== Given request ==
Write out the entries below, beginning at the line that contains "surface with a single point, one per instance." and stopping after the line that contains "(1146, 126)". Include both of those lines, and leave the pictures out of your answer.

[Collection entries]
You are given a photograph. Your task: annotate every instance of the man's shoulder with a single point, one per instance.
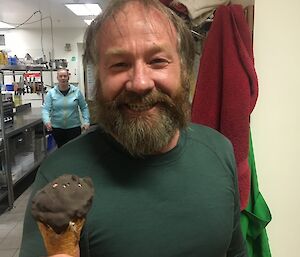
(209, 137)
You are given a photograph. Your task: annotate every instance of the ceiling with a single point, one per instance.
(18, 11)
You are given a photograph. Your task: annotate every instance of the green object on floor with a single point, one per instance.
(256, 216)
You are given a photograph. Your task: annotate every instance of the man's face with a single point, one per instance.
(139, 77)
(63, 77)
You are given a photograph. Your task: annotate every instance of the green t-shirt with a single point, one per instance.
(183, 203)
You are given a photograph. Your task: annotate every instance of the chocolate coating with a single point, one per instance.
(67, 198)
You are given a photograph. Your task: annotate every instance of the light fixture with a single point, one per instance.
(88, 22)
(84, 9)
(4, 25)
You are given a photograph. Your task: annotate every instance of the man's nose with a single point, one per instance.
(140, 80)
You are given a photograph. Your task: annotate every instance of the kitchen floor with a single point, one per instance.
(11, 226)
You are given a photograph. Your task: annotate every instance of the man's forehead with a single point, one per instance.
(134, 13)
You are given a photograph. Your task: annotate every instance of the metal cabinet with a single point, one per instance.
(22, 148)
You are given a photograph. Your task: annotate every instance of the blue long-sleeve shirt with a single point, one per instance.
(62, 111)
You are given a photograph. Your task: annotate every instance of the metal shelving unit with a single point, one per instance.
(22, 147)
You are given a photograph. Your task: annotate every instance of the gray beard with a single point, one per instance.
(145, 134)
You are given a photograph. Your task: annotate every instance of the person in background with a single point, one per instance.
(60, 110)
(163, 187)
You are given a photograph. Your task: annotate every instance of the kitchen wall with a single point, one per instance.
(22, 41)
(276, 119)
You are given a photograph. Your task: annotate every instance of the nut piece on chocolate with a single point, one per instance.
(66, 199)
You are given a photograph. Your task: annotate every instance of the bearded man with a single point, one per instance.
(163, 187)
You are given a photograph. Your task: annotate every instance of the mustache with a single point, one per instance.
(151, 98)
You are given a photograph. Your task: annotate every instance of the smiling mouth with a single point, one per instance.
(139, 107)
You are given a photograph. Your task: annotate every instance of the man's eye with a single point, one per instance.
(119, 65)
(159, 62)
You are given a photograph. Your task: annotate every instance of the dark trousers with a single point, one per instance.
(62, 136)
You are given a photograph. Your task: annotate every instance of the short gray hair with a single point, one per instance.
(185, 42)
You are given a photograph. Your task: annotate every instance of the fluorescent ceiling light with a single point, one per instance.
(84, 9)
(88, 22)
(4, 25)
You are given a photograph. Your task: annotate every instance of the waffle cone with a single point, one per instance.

--

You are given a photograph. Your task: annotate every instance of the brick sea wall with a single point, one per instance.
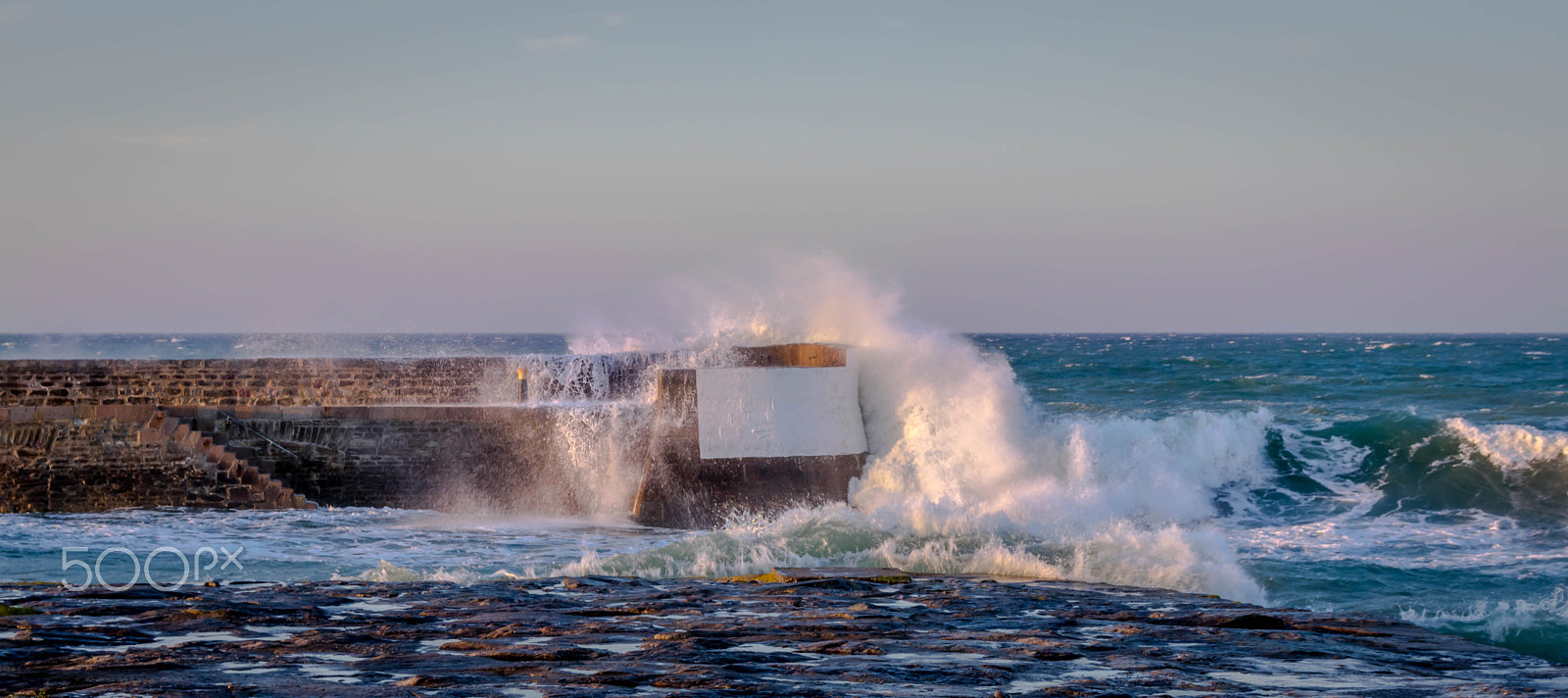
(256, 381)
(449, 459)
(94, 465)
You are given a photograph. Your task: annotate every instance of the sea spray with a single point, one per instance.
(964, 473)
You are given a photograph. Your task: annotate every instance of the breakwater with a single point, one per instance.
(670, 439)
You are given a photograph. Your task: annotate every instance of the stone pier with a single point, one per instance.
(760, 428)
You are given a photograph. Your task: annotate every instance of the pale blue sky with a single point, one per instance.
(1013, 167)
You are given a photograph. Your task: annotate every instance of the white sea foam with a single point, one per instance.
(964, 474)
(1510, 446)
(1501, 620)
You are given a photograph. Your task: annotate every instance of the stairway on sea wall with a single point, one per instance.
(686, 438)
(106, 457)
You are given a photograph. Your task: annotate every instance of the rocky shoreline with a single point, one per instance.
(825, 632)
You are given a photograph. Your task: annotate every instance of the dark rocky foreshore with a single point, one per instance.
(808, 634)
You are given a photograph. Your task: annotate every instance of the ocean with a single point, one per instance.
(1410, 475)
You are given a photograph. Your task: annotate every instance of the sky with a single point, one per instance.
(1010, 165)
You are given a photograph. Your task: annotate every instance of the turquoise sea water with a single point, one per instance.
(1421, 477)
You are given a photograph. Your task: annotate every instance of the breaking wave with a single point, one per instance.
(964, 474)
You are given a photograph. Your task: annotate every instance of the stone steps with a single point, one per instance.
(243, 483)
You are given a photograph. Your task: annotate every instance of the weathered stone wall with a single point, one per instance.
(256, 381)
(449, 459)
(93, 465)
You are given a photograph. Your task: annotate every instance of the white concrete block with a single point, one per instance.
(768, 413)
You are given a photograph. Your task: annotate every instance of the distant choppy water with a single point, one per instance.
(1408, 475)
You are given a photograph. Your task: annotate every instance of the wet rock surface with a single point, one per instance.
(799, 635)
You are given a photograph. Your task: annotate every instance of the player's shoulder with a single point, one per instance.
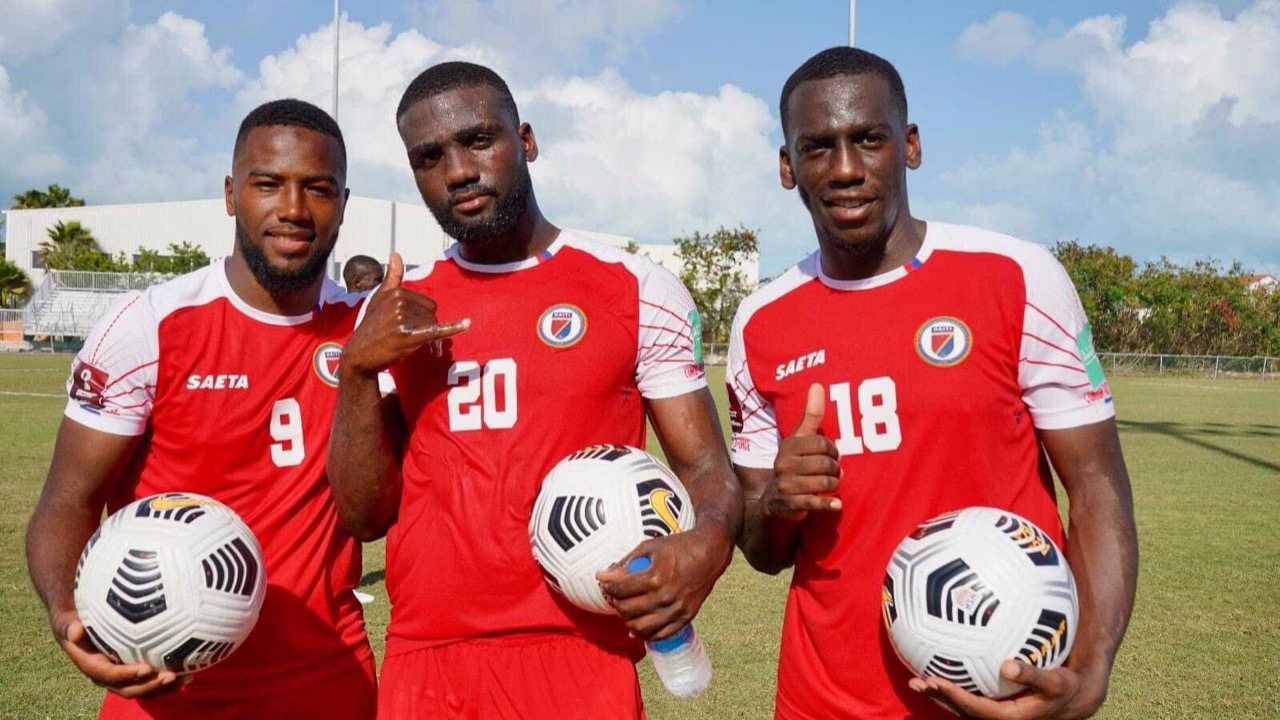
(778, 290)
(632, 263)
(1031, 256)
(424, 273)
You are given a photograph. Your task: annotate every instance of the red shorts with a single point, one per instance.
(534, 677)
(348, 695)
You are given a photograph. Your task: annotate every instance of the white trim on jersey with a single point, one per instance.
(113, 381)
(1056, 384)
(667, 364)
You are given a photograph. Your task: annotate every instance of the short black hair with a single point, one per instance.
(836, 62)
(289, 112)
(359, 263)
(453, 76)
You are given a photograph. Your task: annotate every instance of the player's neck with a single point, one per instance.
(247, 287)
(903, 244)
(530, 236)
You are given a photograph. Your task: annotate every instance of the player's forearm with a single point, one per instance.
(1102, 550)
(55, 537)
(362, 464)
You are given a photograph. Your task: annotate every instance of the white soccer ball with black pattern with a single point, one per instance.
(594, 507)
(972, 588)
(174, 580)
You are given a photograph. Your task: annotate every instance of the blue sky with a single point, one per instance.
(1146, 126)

* * *

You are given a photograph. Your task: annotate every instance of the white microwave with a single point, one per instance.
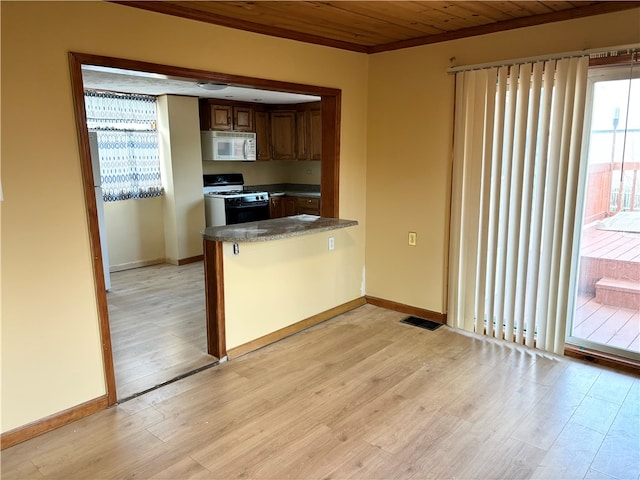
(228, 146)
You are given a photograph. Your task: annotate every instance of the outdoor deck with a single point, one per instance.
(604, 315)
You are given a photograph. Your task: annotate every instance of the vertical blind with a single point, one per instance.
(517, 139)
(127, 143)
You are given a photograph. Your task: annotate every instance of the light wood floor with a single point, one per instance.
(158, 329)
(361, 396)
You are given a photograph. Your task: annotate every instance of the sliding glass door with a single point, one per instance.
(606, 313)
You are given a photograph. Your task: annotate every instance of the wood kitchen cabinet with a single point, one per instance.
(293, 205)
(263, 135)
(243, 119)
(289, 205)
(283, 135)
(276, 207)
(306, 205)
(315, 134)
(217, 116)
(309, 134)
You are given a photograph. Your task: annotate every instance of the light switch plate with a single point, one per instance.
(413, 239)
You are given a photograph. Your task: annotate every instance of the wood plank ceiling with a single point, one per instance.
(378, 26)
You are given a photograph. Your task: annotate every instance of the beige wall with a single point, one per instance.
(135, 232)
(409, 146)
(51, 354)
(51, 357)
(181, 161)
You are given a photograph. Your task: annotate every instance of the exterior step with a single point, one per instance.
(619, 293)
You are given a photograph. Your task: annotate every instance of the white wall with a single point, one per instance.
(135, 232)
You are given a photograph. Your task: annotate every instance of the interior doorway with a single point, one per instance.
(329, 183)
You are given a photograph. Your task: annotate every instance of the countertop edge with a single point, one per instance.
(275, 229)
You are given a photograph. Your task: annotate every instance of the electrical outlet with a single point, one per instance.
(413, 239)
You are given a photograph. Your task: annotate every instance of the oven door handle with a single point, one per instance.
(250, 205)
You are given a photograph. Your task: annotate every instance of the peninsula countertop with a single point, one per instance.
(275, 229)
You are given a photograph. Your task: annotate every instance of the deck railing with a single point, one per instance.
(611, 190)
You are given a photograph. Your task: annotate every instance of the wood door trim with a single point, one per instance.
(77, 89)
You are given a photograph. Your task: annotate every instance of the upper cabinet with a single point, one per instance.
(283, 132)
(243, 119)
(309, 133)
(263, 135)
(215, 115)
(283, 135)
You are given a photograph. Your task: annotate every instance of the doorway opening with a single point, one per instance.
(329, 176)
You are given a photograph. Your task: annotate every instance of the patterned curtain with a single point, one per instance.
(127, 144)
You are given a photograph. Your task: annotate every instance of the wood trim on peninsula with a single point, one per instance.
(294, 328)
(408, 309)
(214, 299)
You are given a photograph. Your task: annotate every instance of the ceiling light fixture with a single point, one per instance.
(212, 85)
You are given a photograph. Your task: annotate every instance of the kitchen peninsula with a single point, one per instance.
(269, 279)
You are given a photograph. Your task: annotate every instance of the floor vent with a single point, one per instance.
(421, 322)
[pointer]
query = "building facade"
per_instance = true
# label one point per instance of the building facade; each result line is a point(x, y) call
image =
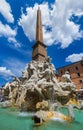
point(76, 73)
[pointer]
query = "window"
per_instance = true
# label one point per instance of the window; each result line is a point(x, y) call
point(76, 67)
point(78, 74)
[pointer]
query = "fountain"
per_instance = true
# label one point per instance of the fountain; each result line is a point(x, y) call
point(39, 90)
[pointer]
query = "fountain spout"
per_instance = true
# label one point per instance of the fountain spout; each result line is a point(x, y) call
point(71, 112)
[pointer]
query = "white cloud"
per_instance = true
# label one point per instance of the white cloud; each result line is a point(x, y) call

== Written solution ==
You are given a photograph. Your task: annotate every instance of the wet rock surface with a single point, one per instance.
(799, 635)
You are given a photograph. Your task: annotate every instance of the player's shoulder with a single point, one per instance.
(778, 290)
(632, 263)
(1031, 256)
(424, 273)
You are given a photograph. Your task: annotate every instance of the red shorts with a single point, one per instance.
(534, 677)
(348, 695)
You are given a photograph. Your task: annotate every instance of the white trim on jersey with a single point, one per instance.
(113, 381)
(1056, 384)
(667, 364)
You are given a photograph. Your task: annotate every instance of the short black hair with a single point, one per instance.
(836, 62)
(289, 112)
(359, 263)
(453, 76)
You are given a photograph. Your task: annotate every instance of the player's neck with a single point, one per instance.
(247, 287)
(903, 244)
(530, 236)
You are given a photograph. Your task: annotate every instance of the player's forearm with a single point, one per instance.
(1102, 550)
(55, 537)
(362, 464)
You are given a photograph. Your task: annotate every instance of the white soccer ball with black pattern with a single point, one per instance.
(594, 507)
(972, 588)
(174, 580)
You are given a photograph. Your task: annotate every instance of the blue sky with a single point, one per instance.
(1146, 126)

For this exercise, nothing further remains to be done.